■ SHORT EXERCISE ■
Every line of the listing must be reproduced as it stands. Leave the images behind.

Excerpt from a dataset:
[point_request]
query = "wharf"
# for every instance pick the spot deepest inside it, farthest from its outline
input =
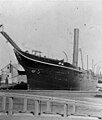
(43, 117)
(52, 105)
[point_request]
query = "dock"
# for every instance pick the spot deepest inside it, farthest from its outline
(20, 106)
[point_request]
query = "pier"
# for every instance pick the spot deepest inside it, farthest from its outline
(45, 107)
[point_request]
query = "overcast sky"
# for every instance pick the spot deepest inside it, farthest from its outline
(48, 25)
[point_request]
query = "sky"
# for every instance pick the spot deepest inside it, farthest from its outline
(48, 26)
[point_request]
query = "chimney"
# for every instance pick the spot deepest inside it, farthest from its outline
(75, 48)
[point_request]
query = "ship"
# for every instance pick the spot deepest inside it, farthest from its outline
(44, 73)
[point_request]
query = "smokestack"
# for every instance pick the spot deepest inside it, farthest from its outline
(75, 48)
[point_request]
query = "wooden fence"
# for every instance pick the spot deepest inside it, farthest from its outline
(38, 99)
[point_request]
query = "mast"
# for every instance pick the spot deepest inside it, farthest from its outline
(75, 48)
(9, 39)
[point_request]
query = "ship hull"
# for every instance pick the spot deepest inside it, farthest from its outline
(47, 74)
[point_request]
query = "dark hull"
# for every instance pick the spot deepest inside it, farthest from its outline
(44, 73)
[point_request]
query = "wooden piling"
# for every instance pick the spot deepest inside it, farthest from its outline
(65, 110)
(10, 110)
(25, 105)
(3, 103)
(37, 111)
(48, 106)
(73, 109)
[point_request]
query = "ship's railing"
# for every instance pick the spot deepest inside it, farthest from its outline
(38, 99)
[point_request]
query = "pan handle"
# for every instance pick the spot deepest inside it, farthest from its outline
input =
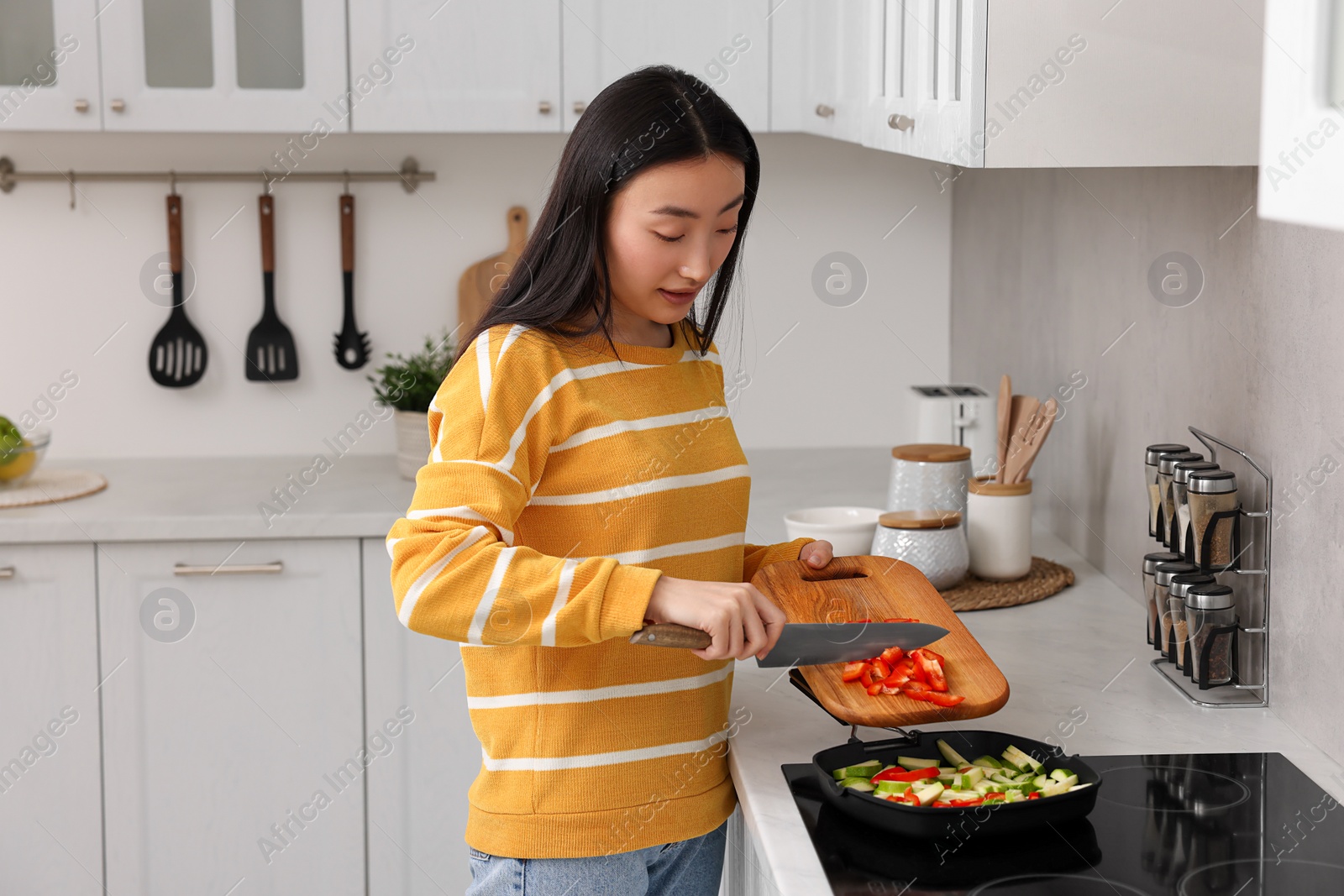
(667, 634)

■ COMPLETED TASK ■
[point_request]
query = "wharf"
# for every instance pick the spot deepest inside it, farthest from its outline
input =
(43, 117)
(52, 105)
[point_request]
query = "dock"
# for every instance pick the spot deepest inside it, farthest from its outline
(20, 106)
[point_request]
query = "pier"
# for every instance pick the spot deepest inside it, farthest from its outline
(45, 107)
[point_request]
query = "overcast sky"
# for every instance pick the spot deepest inside it, farthest from its outline
(48, 25)
[point_request]
query = "sky"
# for every instance pick the spot deepest inside it, farthest from its outline
(48, 26)
[point_request]
query = "chimney"
# for every instance pick the spot deepest inside it, farthest from its outline
(75, 48)
[point_request]
query = "ship"
# for every instance pick the spot deepest inside it, farthest from its outline
(44, 73)
[point_request]
query = "smokestack"
# for every instance pick the spot deepest inside it, farthest from its outline
(75, 48)
[point_request]
query = "wooden fence"
# for every instance pick the spot deepest inside it, farthest from its outline
(38, 99)
[point_request]
query = "mast"
# for every instance pick the spot deepest inside it, farthest from its outline
(75, 48)
(9, 39)
[point_request]
query = "ship hull"
# for every instance pick the spot deepest inside it, farthest from its outline
(47, 74)
[point_request]
query = "dark hull"
# for every instance pick the spot deepest inside it, farthest from its outline
(44, 73)
[point_request]
query = "wooden piling"
# for every instance pick the spot deepest inside it, farthest from its outline
(65, 110)
(10, 110)
(25, 105)
(3, 103)
(37, 111)
(48, 106)
(73, 109)
[point_request]
query = "ship's railing"
# for every instance pick the spot deepest inside it, farthest from its outline
(38, 99)
[point_request]
query = "pan handle"
# for every instance pick the spot deepest inside it, farthest from its outline
input =
(667, 634)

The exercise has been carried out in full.